── Records shown ──
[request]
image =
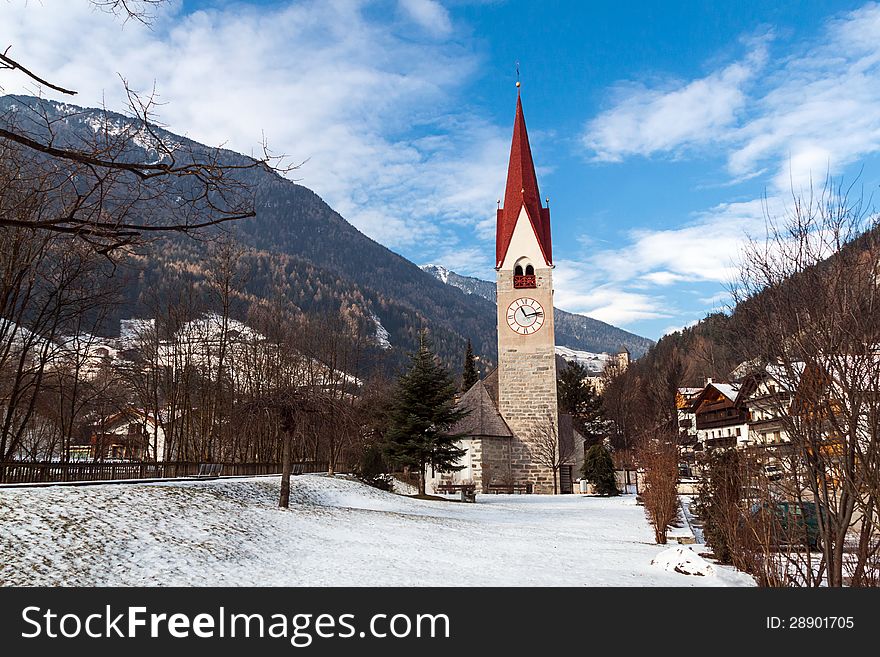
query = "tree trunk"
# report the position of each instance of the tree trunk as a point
(284, 501)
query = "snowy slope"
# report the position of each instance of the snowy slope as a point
(337, 532)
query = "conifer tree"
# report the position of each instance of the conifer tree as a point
(423, 413)
(469, 376)
(598, 469)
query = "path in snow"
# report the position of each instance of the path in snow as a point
(337, 532)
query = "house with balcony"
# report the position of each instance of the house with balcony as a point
(722, 420)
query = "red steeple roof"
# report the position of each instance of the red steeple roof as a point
(522, 190)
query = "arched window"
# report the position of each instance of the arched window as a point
(524, 274)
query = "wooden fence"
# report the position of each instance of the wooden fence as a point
(26, 472)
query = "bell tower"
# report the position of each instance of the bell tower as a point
(526, 341)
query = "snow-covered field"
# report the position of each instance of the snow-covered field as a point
(337, 532)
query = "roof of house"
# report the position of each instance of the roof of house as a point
(522, 191)
(484, 418)
(729, 390)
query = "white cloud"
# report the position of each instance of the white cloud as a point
(645, 120)
(805, 115)
(324, 80)
(429, 14)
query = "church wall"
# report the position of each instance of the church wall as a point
(527, 378)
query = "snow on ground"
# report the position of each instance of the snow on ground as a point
(685, 561)
(336, 532)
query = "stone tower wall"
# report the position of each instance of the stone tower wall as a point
(527, 379)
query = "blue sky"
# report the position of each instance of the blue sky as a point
(662, 132)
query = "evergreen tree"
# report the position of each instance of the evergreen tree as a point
(578, 399)
(469, 376)
(424, 411)
(598, 469)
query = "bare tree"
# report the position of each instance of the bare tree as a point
(658, 457)
(548, 449)
(107, 192)
(810, 309)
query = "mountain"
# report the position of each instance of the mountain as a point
(297, 247)
(576, 332)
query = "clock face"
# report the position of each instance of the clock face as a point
(525, 316)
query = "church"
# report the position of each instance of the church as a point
(517, 441)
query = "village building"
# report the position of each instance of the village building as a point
(722, 420)
(130, 434)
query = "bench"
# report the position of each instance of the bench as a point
(210, 470)
(511, 489)
(468, 491)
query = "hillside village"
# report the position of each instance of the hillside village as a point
(204, 364)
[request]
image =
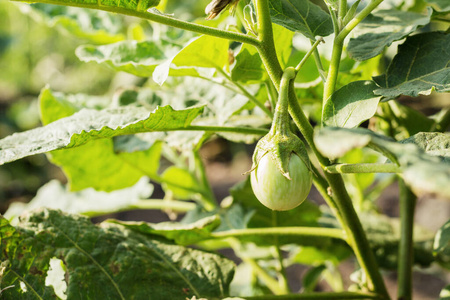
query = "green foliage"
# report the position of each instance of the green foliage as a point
(198, 80)
(302, 16)
(420, 66)
(105, 260)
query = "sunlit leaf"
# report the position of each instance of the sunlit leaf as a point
(95, 26)
(380, 29)
(302, 16)
(351, 105)
(425, 174)
(88, 202)
(421, 65)
(105, 261)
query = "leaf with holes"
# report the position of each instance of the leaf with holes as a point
(105, 261)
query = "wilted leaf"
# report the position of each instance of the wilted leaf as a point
(351, 105)
(380, 29)
(421, 65)
(302, 16)
(106, 261)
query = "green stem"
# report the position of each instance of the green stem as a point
(363, 168)
(160, 18)
(210, 199)
(273, 94)
(281, 116)
(357, 19)
(342, 11)
(247, 94)
(308, 54)
(283, 231)
(333, 71)
(282, 277)
(318, 296)
(406, 247)
(319, 64)
(356, 235)
(266, 47)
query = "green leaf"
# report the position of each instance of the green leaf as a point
(425, 174)
(302, 16)
(403, 121)
(201, 52)
(182, 234)
(88, 202)
(99, 27)
(351, 105)
(380, 29)
(88, 125)
(443, 4)
(445, 293)
(137, 5)
(233, 217)
(137, 58)
(105, 261)
(312, 277)
(421, 65)
(249, 67)
(181, 183)
(433, 143)
(441, 246)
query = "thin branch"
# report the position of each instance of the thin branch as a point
(160, 18)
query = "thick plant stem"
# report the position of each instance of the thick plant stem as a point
(282, 277)
(356, 235)
(160, 18)
(266, 48)
(247, 94)
(333, 71)
(405, 253)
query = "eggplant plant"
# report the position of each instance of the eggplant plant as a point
(319, 86)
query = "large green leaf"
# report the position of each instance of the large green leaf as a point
(106, 261)
(421, 65)
(89, 124)
(249, 67)
(380, 29)
(87, 202)
(182, 234)
(96, 26)
(302, 16)
(424, 173)
(201, 52)
(351, 105)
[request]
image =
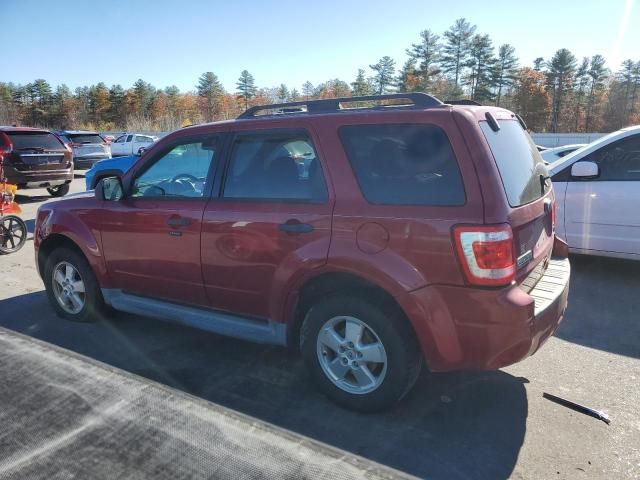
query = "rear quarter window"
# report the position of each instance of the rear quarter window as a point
(520, 165)
(26, 140)
(404, 164)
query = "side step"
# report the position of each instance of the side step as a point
(268, 332)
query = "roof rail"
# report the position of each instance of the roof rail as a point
(464, 101)
(329, 105)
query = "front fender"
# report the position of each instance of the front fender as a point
(76, 226)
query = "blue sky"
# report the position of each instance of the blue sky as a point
(173, 42)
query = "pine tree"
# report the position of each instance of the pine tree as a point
(246, 87)
(456, 49)
(308, 90)
(385, 71)
(560, 77)
(361, 86)
(505, 69)
(538, 63)
(210, 91)
(283, 93)
(581, 81)
(117, 110)
(481, 64)
(425, 56)
(531, 99)
(597, 74)
(408, 80)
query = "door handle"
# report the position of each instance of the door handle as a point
(294, 226)
(178, 221)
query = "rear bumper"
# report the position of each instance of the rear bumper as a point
(84, 163)
(470, 328)
(38, 178)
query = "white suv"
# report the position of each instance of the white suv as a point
(598, 193)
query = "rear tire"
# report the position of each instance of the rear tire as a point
(60, 191)
(363, 356)
(72, 287)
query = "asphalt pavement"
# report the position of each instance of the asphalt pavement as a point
(466, 425)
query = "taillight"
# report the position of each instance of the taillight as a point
(486, 253)
(5, 143)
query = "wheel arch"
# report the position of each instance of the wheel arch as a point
(330, 282)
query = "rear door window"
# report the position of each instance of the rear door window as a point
(521, 167)
(404, 164)
(278, 166)
(619, 161)
(36, 140)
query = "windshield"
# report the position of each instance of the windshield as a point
(37, 140)
(524, 174)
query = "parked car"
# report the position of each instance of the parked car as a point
(550, 155)
(129, 143)
(598, 193)
(387, 252)
(110, 167)
(36, 158)
(88, 147)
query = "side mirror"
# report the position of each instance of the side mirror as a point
(585, 170)
(109, 189)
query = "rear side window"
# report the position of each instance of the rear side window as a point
(521, 167)
(275, 166)
(37, 140)
(85, 138)
(404, 164)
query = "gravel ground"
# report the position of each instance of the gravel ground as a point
(467, 425)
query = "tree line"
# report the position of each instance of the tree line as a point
(559, 94)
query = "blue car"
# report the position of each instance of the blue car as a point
(108, 168)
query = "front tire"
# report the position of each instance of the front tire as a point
(72, 287)
(362, 356)
(59, 191)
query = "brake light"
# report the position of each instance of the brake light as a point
(486, 253)
(5, 143)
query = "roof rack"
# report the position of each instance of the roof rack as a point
(329, 105)
(463, 101)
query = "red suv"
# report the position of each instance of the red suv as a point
(374, 233)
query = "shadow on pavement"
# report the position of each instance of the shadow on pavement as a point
(453, 426)
(605, 322)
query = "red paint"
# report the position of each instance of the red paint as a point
(234, 257)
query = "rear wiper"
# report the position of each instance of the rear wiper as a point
(543, 181)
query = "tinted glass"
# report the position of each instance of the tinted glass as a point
(519, 162)
(618, 161)
(26, 140)
(180, 172)
(275, 167)
(404, 164)
(84, 138)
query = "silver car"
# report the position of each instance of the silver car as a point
(88, 147)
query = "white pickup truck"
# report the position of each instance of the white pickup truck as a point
(130, 143)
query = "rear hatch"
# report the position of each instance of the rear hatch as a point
(37, 151)
(528, 189)
(88, 145)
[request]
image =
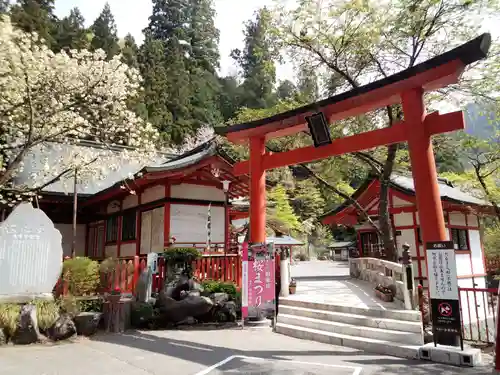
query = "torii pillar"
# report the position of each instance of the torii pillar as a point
(257, 190)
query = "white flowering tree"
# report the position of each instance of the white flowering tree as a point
(52, 100)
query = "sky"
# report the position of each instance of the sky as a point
(131, 16)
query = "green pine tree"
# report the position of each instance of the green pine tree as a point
(286, 90)
(307, 84)
(169, 25)
(36, 16)
(152, 64)
(4, 6)
(281, 216)
(203, 63)
(257, 62)
(72, 33)
(105, 33)
(130, 51)
(230, 97)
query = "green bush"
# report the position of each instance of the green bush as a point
(47, 313)
(82, 276)
(9, 317)
(69, 305)
(75, 305)
(141, 315)
(303, 257)
(213, 286)
(181, 255)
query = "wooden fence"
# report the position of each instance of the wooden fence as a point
(126, 273)
(492, 264)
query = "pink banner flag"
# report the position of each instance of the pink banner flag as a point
(258, 279)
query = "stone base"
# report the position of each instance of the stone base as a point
(450, 355)
(261, 323)
(25, 298)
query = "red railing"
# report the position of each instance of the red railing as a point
(127, 271)
(492, 264)
(218, 267)
(478, 309)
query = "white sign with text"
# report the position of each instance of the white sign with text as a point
(442, 270)
(30, 255)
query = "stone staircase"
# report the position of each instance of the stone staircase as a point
(382, 331)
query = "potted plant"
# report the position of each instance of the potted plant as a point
(384, 293)
(292, 288)
(115, 295)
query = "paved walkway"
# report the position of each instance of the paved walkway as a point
(208, 353)
(329, 282)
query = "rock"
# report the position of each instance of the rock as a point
(185, 285)
(27, 331)
(3, 337)
(62, 329)
(229, 309)
(143, 288)
(219, 298)
(188, 321)
(142, 314)
(177, 311)
(87, 323)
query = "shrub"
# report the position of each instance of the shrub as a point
(82, 276)
(73, 306)
(47, 313)
(213, 286)
(69, 305)
(181, 255)
(9, 317)
(141, 315)
(303, 257)
(90, 304)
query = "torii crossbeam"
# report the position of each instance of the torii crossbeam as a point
(406, 87)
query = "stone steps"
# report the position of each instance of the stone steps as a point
(406, 315)
(354, 319)
(369, 345)
(391, 332)
(352, 330)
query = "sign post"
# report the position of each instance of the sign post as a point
(443, 288)
(258, 284)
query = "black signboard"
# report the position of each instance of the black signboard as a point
(447, 327)
(443, 290)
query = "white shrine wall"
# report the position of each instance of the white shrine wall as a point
(160, 222)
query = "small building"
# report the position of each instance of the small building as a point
(341, 250)
(462, 217)
(137, 210)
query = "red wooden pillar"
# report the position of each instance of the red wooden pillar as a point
(423, 166)
(257, 190)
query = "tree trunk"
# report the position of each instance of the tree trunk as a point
(487, 191)
(385, 223)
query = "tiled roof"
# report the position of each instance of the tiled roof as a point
───
## Task to complete
Return every line in the rows above that contains the string "holes". Case counts.

## Response
query = "leaf with holes"
# report the position of each instance of the leaf with holes as a point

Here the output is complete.